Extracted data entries

————

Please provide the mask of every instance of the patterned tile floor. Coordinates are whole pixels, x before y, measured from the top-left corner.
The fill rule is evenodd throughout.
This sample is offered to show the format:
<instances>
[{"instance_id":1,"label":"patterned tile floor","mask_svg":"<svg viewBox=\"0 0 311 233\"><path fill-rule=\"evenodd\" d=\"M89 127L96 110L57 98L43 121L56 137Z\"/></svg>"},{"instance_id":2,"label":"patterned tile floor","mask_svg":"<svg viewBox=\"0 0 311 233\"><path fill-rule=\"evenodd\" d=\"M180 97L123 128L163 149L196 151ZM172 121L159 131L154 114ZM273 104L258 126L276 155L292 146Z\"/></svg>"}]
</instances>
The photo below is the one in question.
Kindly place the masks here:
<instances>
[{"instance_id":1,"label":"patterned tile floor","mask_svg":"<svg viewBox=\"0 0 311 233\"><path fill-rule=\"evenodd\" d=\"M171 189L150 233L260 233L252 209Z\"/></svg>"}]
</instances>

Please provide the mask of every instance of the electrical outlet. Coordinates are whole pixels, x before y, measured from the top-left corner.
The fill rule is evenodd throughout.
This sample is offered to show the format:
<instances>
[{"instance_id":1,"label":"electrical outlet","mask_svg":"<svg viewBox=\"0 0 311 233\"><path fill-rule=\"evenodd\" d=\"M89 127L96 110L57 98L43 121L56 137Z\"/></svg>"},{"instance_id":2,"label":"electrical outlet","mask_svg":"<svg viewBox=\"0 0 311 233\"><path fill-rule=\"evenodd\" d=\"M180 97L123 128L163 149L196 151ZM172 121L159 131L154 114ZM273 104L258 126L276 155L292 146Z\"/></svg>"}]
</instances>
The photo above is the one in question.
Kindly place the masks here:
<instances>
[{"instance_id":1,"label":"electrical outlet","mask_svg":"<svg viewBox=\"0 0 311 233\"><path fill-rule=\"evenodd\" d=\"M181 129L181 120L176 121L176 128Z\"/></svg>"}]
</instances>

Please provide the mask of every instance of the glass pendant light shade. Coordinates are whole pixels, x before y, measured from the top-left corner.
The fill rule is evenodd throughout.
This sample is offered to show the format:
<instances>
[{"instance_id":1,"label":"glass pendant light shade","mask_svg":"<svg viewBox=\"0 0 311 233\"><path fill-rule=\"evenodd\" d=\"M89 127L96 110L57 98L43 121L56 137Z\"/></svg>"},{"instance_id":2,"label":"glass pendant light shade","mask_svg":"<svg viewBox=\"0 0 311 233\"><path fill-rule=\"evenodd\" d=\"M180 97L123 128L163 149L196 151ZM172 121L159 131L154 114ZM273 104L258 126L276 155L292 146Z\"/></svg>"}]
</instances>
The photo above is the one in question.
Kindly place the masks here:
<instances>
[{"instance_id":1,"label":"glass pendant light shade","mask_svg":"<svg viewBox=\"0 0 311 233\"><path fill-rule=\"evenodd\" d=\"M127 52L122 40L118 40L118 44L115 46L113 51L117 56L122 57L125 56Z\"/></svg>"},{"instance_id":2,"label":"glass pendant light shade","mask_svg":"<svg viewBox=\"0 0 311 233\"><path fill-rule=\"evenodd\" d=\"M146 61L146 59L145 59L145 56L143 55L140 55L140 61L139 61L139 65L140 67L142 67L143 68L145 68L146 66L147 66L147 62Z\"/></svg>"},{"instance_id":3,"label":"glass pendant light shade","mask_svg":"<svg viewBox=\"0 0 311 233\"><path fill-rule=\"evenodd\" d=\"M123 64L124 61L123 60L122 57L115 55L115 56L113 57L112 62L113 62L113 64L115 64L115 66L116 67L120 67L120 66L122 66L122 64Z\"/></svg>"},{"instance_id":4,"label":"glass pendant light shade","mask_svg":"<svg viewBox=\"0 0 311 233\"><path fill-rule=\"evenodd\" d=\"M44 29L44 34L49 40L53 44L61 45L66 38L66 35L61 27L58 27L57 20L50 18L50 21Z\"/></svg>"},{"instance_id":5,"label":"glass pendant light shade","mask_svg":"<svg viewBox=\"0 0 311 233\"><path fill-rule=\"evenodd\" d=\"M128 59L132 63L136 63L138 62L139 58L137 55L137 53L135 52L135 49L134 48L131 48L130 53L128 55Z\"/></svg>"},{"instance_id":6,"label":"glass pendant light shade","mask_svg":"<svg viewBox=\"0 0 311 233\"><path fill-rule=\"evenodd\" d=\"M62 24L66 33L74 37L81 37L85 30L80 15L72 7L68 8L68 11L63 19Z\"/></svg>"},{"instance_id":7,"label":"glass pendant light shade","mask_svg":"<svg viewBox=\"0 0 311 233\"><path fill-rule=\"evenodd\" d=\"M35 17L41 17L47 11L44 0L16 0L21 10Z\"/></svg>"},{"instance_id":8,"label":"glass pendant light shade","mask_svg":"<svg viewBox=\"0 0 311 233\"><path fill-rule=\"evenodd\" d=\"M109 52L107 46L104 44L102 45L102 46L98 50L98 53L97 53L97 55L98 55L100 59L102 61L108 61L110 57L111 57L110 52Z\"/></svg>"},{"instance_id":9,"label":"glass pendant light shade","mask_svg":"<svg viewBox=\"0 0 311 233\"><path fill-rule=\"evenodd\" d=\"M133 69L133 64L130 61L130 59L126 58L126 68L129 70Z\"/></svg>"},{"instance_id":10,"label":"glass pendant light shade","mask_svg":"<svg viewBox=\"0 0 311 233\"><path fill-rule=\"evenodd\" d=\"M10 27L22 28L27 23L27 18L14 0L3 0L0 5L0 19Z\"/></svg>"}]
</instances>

————

→ **Direction**
Please count the lines in the records above that contain the string "electrical", with case counting, and reply with the number alone.

→ **Result of the exercise**
3